■ TASK OBJECTIVE
Reproduce every entry exactly.

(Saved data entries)
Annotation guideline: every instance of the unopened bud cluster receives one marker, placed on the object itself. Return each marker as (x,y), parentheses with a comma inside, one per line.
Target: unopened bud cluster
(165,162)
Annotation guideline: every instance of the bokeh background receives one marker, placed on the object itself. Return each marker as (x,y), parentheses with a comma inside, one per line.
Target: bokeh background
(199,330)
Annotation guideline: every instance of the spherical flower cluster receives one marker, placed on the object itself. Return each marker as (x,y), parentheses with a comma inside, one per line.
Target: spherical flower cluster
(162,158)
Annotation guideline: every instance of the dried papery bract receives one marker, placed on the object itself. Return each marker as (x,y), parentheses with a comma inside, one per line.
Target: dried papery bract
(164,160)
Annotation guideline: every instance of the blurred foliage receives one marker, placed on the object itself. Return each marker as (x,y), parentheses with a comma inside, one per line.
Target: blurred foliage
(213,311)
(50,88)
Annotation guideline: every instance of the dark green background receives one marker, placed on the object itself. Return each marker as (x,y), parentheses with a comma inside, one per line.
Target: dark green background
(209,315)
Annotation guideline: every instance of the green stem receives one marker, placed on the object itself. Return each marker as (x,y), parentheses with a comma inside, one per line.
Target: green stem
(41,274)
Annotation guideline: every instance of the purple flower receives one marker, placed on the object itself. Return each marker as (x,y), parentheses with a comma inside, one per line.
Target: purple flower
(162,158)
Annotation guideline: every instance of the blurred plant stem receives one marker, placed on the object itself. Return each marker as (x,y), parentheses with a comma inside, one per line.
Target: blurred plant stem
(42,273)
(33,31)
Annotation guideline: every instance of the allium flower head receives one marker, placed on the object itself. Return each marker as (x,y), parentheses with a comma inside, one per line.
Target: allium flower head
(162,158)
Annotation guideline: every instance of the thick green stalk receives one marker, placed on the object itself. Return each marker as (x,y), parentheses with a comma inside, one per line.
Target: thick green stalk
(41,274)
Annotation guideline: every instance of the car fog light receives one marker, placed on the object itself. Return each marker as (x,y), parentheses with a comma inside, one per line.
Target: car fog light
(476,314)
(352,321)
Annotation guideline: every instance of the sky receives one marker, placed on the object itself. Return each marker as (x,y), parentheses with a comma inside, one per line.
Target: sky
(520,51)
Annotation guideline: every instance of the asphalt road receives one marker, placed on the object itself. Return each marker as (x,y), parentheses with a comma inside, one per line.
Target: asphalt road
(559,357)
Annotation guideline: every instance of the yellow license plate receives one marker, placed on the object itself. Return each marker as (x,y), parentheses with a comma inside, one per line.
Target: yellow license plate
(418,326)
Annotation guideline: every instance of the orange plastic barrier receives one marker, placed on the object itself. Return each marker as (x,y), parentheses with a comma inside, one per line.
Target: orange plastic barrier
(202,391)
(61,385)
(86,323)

■ REPLY TO THE EXERCISE
Annotation guideline: every instance of the unopened bud cluster receives one marker, placed on the object itself. Return each marker as (x,y), parentheses with a comma inside, one per line.
Target: unopened bud cluster
(165,162)
Annotation guideline: every instance of the bokeh background receives one marker, placed on the object itself. Return each marker as (x,y), parentheses with a comma inside, one per line.
Target: bokeh background
(199,330)
Annotation guideline: every instance of the spherical flower cluster receives one marker, placed on the object itself. Return each marker as (x,y), parentheses with a comma inside, one per line.
Target: spherical flower cluster
(162,158)
Annotation guideline: every instance of the dried papery bract receives one marker, placed on the object itself. Return each marker as (x,y), parentheses with a comma inside, one per line.
Target: dried papery bract
(164,160)
Annotation guideline: every instance of the blurred foliage receives one marker, placed on the object itself. Return each marker as (x,y), parentheses with a comma inside, one per line.
Target: blurred foliage
(213,311)
(50,88)
Annotation guideline: every instance of the dark green background receives one marker, placed on the object itself. Return each marker as (x,y), parentheses with a comma inside, one per line.
Target: dark green background
(209,315)
Annotation guideline: every instance of the green stem receives one marker, placed on the object itself. Return each marker as (x,y), parentheses with a comma inside, one per line.
Target: green stem
(41,274)
Annotation guideline: every instance of the purple flower receives one marker, placed on the object itself. Return each marker as (x,y), parentheses with a comma inside, one per line.
Target: purple flower
(162,158)
Annotation guideline: every instance of the blurred plant stem receives one marker, placed on the object itself. Return each marker as (x,y), parentheses with a comma inside, one per line.
Target: blurred plant stem
(42,273)
(33,31)
Annotation guideline: every instance of the allium flower head receives one marker, placed on the object itself. Return each marker as (x,y), parentheses with a comma inside, one per line.
Target: allium flower head
(162,158)
Annotation guideline: every instance of the thick green stalk receives one marker, placed on the object itself. Return each marker as (x,y), parentheses with a comma inside, one per line.
Target: thick green stalk
(41,274)
Annotation guideline: every instance of the car fog light receives one marker, placed on the object itself. Return each marker as (x,y), parentheses with a comma inside, one per line.
Target: car fog light
(476,314)
(352,321)
Annotation guideline: every instance of the sky receives one marker, placed on the object itself. Return each marker as (x,y), parentheses with a comma inside, one per line.
Target: sky
(520,51)
Annotation guideline: every instance of the asphalt road receives one marker, placed on the object itself. Return each marker as (x,y), parentheses with a comma inside, one per line.
Target: asphalt road
(559,357)
Annotation guideline: every instance of the yellow license plate receives one marker, placed on the object itself. Return each marker as (x,y), parentheses with a comma inside, one per line.
Target: yellow license plate
(418,326)
Annotation guideline: every instance of the orange plastic barrier receives one marker, placed on the object itself. Return each marker as (x,y), parentheses with a comma inside, one per line.
Target: orange plastic barrier
(202,391)
(61,385)
(86,323)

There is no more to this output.